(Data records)

- Opening Delimiter -

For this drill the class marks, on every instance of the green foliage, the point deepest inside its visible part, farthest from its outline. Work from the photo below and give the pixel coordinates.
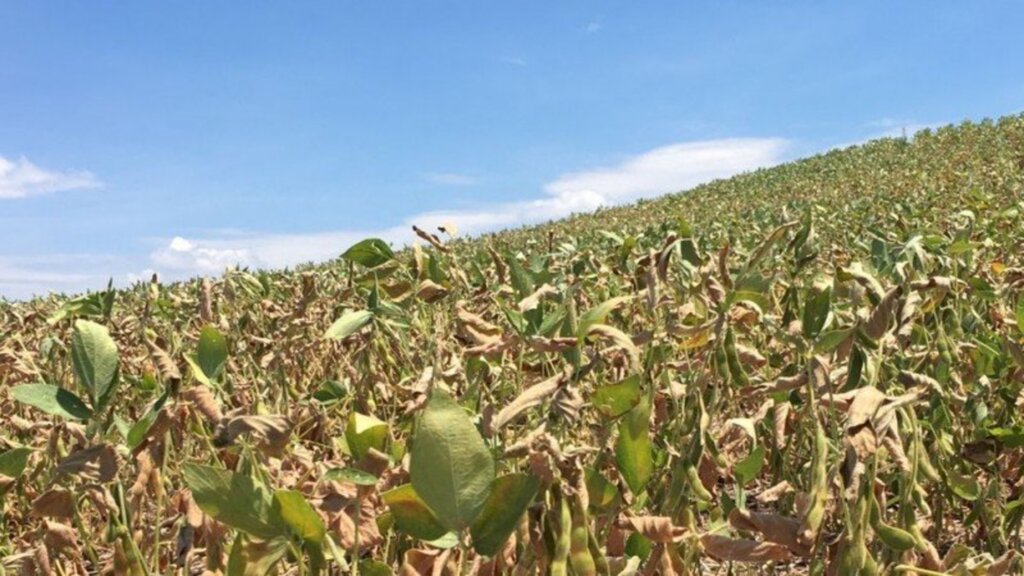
(451, 466)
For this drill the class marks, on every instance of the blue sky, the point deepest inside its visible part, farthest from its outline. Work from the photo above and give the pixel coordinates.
(185, 136)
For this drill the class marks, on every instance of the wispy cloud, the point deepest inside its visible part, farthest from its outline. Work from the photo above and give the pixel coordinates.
(20, 178)
(451, 178)
(654, 172)
(22, 277)
(658, 171)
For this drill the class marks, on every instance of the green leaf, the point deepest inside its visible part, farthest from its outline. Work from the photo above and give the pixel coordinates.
(599, 314)
(52, 400)
(816, 310)
(1019, 313)
(370, 567)
(508, 501)
(633, 448)
(451, 466)
(348, 324)
(95, 360)
(370, 252)
(412, 515)
(364, 433)
(199, 373)
(12, 462)
(351, 476)
(233, 499)
(602, 492)
(749, 468)
(255, 558)
(212, 353)
(299, 516)
(964, 486)
(614, 400)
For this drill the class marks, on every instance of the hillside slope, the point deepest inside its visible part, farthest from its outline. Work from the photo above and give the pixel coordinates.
(814, 366)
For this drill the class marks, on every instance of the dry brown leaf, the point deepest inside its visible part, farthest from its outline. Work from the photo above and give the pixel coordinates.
(738, 549)
(656, 529)
(534, 300)
(97, 463)
(271, 433)
(56, 502)
(775, 528)
(531, 397)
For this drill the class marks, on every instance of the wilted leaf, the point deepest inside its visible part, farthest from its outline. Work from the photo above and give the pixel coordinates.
(97, 463)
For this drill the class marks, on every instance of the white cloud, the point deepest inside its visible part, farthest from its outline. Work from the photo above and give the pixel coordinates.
(658, 171)
(451, 178)
(20, 178)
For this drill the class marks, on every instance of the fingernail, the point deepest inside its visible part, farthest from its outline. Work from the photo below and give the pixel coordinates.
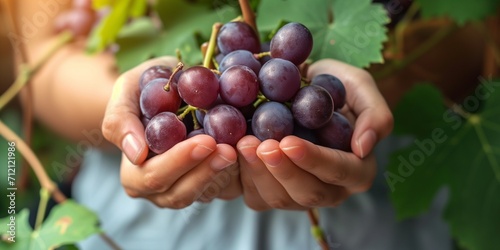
(200, 152)
(366, 142)
(131, 147)
(294, 152)
(271, 158)
(249, 153)
(220, 162)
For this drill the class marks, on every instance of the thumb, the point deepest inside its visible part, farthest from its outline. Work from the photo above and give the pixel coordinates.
(121, 125)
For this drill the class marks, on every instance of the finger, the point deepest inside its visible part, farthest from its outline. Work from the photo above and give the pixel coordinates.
(247, 147)
(374, 118)
(330, 165)
(121, 124)
(268, 188)
(304, 188)
(160, 172)
(205, 181)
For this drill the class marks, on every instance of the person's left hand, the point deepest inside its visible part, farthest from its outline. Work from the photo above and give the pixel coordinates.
(297, 174)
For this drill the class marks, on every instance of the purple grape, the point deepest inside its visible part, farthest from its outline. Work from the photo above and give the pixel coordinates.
(305, 133)
(225, 124)
(336, 134)
(199, 87)
(164, 131)
(292, 42)
(312, 107)
(279, 80)
(334, 86)
(237, 36)
(196, 132)
(154, 99)
(272, 120)
(239, 86)
(154, 72)
(240, 57)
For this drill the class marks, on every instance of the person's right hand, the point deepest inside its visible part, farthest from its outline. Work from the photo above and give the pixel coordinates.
(194, 169)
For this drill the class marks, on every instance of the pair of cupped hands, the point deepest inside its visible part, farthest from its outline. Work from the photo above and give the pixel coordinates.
(289, 174)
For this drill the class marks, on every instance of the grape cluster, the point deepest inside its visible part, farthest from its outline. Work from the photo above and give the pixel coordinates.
(254, 89)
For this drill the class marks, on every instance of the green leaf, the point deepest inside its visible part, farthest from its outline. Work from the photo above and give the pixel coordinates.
(106, 32)
(66, 224)
(461, 154)
(18, 239)
(182, 23)
(461, 11)
(349, 32)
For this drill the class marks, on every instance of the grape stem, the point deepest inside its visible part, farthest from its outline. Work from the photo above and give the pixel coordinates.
(211, 45)
(179, 67)
(248, 15)
(316, 229)
(188, 109)
(262, 54)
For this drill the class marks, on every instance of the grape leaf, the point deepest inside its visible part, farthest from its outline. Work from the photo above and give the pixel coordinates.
(18, 239)
(349, 32)
(461, 11)
(67, 223)
(142, 40)
(461, 153)
(106, 32)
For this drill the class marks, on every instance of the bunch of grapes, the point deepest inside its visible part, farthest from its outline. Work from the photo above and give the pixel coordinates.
(252, 88)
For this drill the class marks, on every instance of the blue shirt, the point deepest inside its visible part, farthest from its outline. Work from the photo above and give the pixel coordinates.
(364, 221)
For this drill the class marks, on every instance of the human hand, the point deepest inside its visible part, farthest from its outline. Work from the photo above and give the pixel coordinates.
(194, 169)
(296, 174)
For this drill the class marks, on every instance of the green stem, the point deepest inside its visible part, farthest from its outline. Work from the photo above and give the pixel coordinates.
(42, 207)
(211, 45)
(186, 111)
(397, 65)
(179, 67)
(28, 72)
(262, 54)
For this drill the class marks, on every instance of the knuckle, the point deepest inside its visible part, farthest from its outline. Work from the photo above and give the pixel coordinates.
(152, 183)
(311, 199)
(109, 126)
(278, 203)
(257, 206)
(174, 202)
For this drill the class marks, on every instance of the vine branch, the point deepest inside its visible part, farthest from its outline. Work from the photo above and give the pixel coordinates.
(26, 72)
(428, 44)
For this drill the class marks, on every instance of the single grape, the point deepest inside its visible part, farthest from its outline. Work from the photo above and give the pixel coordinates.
(225, 124)
(336, 134)
(154, 72)
(305, 133)
(312, 107)
(196, 132)
(292, 42)
(239, 86)
(334, 86)
(279, 80)
(154, 99)
(265, 47)
(199, 87)
(240, 57)
(164, 130)
(237, 36)
(272, 120)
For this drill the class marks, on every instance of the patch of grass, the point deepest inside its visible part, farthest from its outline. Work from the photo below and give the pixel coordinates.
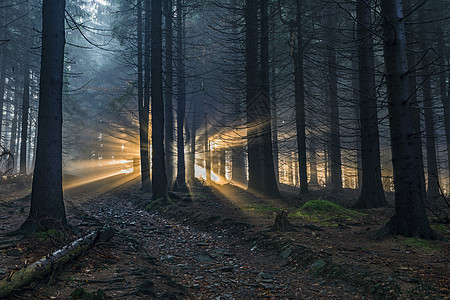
(262, 208)
(325, 213)
(422, 244)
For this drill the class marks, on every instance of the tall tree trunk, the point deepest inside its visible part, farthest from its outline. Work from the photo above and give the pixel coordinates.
(25, 110)
(206, 141)
(430, 139)
(255, 164)
(168, 107)
(416, 105)
(159, 177)
(335, 139)
(4, 49)
(47, 206)
(180, 182)
(300, 117)
(313, 181)
(444, 98)
(191, 158)
(270, 186)
(410, 218)
(144, 95)
(14, 130)
(372, 193)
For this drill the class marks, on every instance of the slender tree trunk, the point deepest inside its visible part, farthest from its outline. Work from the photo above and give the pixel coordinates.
(168, 108)
(430, 139)
(416, 105)
(159, 177)
(410, 218)
(444, 98)
(270, 186)
(180, 182)
(14, 130)
(47, 206)
(335, 139)
(191, 164)
(4, 49)
(144, 95)
(254, 122)
(372, 193)
(300, 105)
(25, 110)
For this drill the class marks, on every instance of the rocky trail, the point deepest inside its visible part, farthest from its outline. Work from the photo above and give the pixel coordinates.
(216, 243)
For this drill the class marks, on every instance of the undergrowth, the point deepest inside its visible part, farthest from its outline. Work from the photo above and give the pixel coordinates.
(325, 212)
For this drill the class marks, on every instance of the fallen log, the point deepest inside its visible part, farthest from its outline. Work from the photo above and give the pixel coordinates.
(46, 264)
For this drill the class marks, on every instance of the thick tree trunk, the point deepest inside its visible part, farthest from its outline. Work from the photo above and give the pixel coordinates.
(168, 107)
(416, 105)
(144, 95)
(444, 98)
(238, 175)
(180, 182)
(14, 130)
(372, 194)
(47, 206)
(25, 110)
(254, 120)
(159, 178)
(335, 138)
(300, 116)
(313, 181)
(4, 49)
(410, 218)
(430, 139)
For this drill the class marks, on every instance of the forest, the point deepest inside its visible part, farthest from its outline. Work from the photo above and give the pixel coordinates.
(224, 149)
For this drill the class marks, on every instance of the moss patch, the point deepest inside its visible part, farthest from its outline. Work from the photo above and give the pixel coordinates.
(48, 235)
(262, 208)
(325, 212)
(422, 244)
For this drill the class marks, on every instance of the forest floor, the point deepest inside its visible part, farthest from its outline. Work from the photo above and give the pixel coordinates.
(216, 242)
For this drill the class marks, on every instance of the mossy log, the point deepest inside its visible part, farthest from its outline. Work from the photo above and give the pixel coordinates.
(16, 178)
(46, 264)
(282, 222)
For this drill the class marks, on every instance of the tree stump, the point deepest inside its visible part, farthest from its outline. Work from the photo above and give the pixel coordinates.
(282, 222)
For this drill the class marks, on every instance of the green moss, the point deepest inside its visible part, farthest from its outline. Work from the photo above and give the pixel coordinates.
(160, 202)
(325, 212)
(422, 244)
(261, 208)
(441, 227)
(49, 234)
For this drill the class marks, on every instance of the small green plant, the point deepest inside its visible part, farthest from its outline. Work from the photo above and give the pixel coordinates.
(422, 244)
(325, 212)
(261, 208)
(49, 234)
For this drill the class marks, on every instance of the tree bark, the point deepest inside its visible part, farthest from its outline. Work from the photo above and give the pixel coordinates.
(144, 95)
(300, 116)
(335, 139)
(159, 177)
(25, 111)
(416, 105)
(372, 194)
(254, 122)
(430, 139)
(180, 182)
(47, 206)
(410, 218)
(168, 107)
(48, 263)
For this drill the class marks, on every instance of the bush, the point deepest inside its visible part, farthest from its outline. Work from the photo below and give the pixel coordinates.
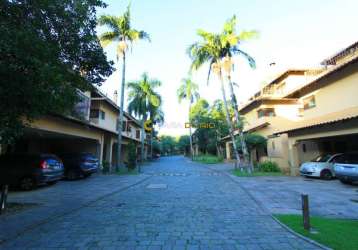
(208, 159)
(105, 167)
(268, 166)
(132, 156)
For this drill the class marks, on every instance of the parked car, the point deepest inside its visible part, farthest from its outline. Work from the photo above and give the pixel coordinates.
(321, 167)
(30, 170)
(79, 165)
(346, 168)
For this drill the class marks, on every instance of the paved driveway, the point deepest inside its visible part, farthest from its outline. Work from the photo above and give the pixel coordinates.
(174, 204)
(282, 195)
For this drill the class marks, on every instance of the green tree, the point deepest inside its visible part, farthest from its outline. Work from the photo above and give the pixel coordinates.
(184, 144)
(46, 55)
(231, 41)
(213, 49)
(142, 99)
(253, 141)
(168, 144)
(156, 115)
(188, 91)
(122, 33)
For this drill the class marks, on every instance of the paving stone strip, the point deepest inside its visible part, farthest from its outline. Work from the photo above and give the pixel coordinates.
(193, 212)
(7, 232)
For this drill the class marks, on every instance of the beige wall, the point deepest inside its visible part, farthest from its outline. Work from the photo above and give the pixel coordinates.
(339, 95)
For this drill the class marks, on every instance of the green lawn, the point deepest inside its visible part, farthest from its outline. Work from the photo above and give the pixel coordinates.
(208, 159)
(126, 171)
(237, 172)
(338, 234)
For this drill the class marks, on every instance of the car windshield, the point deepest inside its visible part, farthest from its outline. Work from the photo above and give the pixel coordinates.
(322, 158)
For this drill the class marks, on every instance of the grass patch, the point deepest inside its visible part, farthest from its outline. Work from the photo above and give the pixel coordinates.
(339, 234)
(126, 171)
(208, 159)
(237, 172)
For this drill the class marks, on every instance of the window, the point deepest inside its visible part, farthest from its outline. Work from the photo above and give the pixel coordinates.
(102, 114)
(309, 102)
(97, 113)
(266, 112)
(94, 113)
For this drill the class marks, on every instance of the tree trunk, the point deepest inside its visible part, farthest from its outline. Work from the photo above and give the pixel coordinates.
(151, 143)
(4, 191)
(142, 142)
(190, 134)
(121, 111)
(231, 127)
(241, 132)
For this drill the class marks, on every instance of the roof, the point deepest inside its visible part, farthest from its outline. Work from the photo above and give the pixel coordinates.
(114, 105)
(326, 73)
(88, 124)
(280, 77)
(256, 126)
(342, 53)
(272, 99)
(342, 115)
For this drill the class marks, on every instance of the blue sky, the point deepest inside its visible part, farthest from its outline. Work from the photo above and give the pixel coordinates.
(294, 34)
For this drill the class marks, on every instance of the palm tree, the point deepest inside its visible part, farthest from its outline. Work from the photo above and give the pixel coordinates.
(188, 91)
(156, 115)
(120, 32)
(216, 49)
(142, 97)
(231, 41)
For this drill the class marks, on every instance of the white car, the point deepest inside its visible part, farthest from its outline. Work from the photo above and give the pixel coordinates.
(322, 167)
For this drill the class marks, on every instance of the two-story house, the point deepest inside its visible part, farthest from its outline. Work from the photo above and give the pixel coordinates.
(329, 107)
(305, 113)
(91, 127)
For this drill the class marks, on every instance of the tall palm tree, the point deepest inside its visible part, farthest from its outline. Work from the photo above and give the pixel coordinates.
(142, 97)
(120, 32)
(231, 40)
(156, 115)
(216, 49)
(188, 91)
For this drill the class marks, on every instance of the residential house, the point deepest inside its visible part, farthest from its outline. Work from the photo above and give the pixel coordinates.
(305, 113)
(91, 127)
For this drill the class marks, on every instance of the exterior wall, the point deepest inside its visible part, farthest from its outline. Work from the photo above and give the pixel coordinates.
(339, 95)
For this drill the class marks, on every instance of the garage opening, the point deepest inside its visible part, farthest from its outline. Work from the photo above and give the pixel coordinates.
(40, 141)
(309, 149)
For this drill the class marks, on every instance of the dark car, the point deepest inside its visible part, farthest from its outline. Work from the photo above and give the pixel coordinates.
(30, 170)
(79, 165)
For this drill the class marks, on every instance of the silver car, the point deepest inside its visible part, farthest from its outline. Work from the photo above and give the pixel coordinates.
(346, 168)
(321, 167)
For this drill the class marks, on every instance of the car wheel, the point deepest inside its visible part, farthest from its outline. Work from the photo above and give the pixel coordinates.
(345, 181)
(71, 175)
(326, 175)
(27, 183)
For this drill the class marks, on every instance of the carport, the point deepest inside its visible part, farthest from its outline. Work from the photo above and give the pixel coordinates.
(56, 135)
(334, 133)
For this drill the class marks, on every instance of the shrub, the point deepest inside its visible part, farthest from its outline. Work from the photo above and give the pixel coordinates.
(132, 156)
(208, 159)
(105, 167)
(268, 166)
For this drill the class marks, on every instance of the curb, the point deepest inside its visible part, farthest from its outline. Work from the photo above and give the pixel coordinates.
(274, 218)
(60, 215)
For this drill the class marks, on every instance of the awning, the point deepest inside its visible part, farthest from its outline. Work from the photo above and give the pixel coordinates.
(330, 118)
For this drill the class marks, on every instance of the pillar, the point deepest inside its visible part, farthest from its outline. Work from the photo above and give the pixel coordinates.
(293, 157)
(228, 151)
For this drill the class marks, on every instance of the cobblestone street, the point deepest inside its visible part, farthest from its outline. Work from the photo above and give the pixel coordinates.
(173, 204)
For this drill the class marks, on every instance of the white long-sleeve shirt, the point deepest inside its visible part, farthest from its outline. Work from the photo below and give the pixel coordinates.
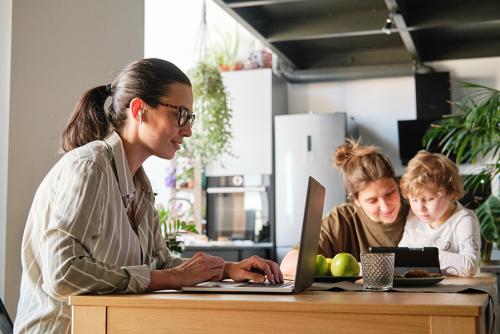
(79, 238)
(458, 241)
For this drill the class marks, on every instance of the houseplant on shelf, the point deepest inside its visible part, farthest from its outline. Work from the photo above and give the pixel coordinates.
(212, 128)
(173, 226)
(472, 134)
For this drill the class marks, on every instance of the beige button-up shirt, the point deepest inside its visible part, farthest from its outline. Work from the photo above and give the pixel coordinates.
(79, 239)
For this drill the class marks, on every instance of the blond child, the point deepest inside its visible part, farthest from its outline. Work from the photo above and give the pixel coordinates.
(432, 185)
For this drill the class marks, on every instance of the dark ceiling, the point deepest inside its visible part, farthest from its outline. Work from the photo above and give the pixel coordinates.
(340, 39)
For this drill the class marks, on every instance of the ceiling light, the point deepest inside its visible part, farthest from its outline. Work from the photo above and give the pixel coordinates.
(387, 28)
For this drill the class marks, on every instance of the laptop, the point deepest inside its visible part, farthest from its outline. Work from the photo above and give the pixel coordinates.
(308, 249)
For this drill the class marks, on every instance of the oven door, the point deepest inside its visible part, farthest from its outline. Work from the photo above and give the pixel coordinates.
(238, 213)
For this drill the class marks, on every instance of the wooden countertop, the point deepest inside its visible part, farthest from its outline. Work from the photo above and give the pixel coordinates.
(309, 301)
(307, 312)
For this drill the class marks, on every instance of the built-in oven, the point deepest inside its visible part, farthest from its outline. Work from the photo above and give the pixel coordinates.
(238, 208)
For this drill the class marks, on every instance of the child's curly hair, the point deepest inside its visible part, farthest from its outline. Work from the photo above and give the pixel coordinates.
(434, 172)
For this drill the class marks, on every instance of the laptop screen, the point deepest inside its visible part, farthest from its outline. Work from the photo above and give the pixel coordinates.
(311, 226)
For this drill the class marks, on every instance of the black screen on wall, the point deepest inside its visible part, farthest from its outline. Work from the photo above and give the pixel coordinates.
(433, 94)
(410, 134)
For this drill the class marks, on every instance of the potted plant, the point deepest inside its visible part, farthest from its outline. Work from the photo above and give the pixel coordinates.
(212, 128)
(172, 227)
(472, 134)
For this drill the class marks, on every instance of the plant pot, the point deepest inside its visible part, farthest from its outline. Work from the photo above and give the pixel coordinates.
(486, 247)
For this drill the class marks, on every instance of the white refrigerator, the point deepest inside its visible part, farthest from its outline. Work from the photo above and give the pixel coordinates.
(304, 144)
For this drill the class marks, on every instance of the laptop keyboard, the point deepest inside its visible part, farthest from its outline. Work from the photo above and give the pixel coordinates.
(266, 285)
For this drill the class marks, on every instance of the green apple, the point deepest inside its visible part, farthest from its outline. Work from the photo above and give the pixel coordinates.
(344, 264)
(321, 266)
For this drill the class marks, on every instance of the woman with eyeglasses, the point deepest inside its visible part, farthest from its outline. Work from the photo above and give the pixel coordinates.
(93, 227)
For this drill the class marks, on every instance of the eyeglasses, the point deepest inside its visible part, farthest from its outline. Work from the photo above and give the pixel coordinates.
(184, 114)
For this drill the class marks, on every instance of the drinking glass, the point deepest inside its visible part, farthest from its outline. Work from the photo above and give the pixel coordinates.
(378, 271)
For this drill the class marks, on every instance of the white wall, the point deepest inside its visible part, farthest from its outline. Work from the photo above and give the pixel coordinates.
(5, 49)
(172, 30)
(59, 49)
(377, 104)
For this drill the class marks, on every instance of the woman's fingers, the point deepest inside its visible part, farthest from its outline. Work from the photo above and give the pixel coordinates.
(275, 269)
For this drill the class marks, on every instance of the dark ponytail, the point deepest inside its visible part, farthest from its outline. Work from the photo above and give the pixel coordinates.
(89, 121)
(147, 79)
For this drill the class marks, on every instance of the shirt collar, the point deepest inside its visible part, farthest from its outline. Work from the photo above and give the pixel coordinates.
(123, 175)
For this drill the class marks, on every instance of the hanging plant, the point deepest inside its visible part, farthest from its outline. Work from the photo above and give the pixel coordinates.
(212, 128)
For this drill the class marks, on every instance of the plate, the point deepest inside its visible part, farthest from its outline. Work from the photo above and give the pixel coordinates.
(417, 281)
(333, 279)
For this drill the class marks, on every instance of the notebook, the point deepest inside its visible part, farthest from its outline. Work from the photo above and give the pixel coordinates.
(308, 249)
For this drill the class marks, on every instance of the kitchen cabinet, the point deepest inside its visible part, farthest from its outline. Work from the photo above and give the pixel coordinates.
(255, 96)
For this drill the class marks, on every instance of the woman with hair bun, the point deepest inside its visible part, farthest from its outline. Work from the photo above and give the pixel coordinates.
(375, 214)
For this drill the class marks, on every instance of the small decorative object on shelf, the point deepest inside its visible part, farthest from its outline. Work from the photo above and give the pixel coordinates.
(472, 134)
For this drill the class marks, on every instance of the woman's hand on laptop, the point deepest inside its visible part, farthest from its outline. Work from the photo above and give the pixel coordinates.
(199, 268)
(254, 268)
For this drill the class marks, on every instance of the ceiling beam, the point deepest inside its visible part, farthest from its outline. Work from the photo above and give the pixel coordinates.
(346, 73)
(465, 13)
(256, 3)
(403, 29)
(256, 33)
(343, 25)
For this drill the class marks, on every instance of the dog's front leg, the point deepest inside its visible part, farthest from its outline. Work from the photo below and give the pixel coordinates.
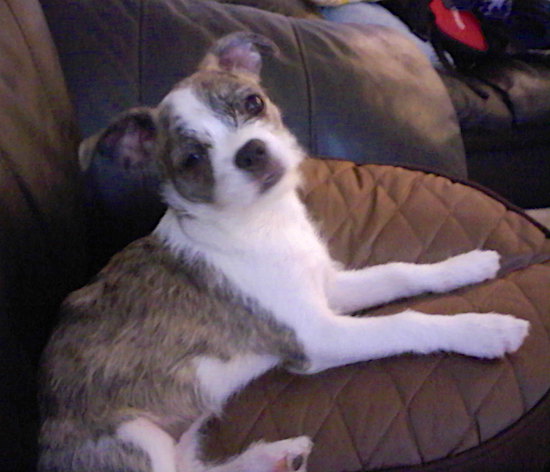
(331, 341)
(357, 289)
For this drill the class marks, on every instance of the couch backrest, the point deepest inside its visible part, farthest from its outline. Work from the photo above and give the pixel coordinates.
(347, 91)
(41, 232)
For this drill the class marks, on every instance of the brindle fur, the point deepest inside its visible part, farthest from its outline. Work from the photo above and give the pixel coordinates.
(125, 347)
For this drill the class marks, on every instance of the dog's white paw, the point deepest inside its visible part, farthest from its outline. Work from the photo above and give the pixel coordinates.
(465, 269)
(488, 335)
(288, 455)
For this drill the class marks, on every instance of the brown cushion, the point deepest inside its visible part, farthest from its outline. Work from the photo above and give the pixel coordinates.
(409, 410)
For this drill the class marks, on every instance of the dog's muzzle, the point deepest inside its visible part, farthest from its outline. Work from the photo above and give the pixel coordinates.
(255, 159)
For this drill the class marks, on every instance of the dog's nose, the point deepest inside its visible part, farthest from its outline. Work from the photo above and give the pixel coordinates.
(253, 156)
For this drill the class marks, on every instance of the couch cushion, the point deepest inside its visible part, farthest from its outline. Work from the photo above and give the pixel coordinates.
(349, 91)
(42, 239)
(446, 411)
(42, 254)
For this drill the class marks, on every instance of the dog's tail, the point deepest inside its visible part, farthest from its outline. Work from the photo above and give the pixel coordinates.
(64, 447)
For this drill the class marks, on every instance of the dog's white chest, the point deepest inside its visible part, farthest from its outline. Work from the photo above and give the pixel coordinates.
(277, 259)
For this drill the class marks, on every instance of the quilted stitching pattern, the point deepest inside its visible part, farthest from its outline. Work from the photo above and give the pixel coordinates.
(410, 409)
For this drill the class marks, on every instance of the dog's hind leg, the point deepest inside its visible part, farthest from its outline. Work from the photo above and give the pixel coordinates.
(288, 455)
(357, 289)
(155, 442)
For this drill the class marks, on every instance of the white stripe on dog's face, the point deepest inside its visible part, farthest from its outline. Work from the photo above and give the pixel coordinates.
(217, 126)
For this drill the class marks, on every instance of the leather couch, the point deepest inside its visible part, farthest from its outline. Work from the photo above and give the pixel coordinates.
(388, 111)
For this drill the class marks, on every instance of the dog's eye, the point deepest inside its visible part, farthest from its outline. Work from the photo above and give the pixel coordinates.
(254, 104)
(192, 159)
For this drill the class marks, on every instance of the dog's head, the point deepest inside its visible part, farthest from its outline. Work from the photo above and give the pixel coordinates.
(216, 139)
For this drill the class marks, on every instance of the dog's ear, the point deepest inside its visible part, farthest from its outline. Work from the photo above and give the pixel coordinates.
(239, 52)
(128, 142)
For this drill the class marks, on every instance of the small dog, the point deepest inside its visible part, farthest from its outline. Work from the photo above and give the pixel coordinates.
(234, 281)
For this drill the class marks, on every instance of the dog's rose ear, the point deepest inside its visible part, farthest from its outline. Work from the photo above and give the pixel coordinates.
(239, 52)
(128, 142)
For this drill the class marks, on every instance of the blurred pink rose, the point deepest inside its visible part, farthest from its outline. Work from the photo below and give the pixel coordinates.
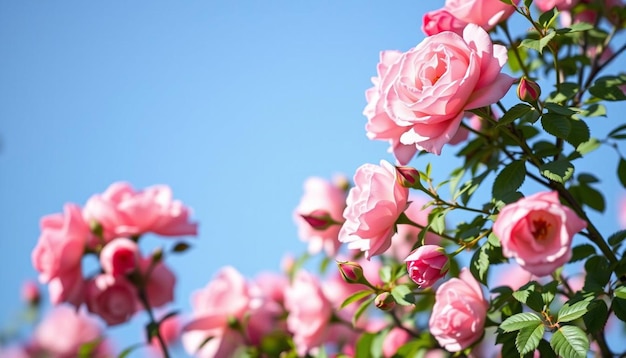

- Closing Delimiter -

> [Work request] Beginning with the line with "dog's eye, the", repeat the entries above exactly, up to and including the last line, leaving out pictures.

> [Solution to the problem]
For this drill the class marks, on every instance of the dog's eye, the point deepest inside its visible part, farthest from its outline. Work from the photo above and give the pixel coordinates.
(254, 104)
(192, 159)
For this drill the class marks, on every instance of the dog's head, the point deepest inside its visible part, farthest from its outline. Work from the photo above and give the pixel coordinates.
(216, 139)
For this drill the class marks, on every instance of the dog's ear, the point deepest inside its visible part, farthest from its outline. Work from the photo above and give the pixel coordinates.
(239, 52)
(128, 142)
For this drill the class marks, on every instance of the small dog, the point deepest inside its visible part, farthest from its outline. Work from the photo above and give the pixel coordinates.
(234, 281)
For this drill the class marks, on every instance of the dog's rose ear, the point deepest inside its visible part, farthest from its outline. Work from the photo above and give the pixel coordinates.
(239, 52)
(128, 142)
For this drill the class marks, on every instance of the blurred pink rose, the point deepest inside its visible part, farthest from its outline. Work from the photo below and give the pixel coordinates.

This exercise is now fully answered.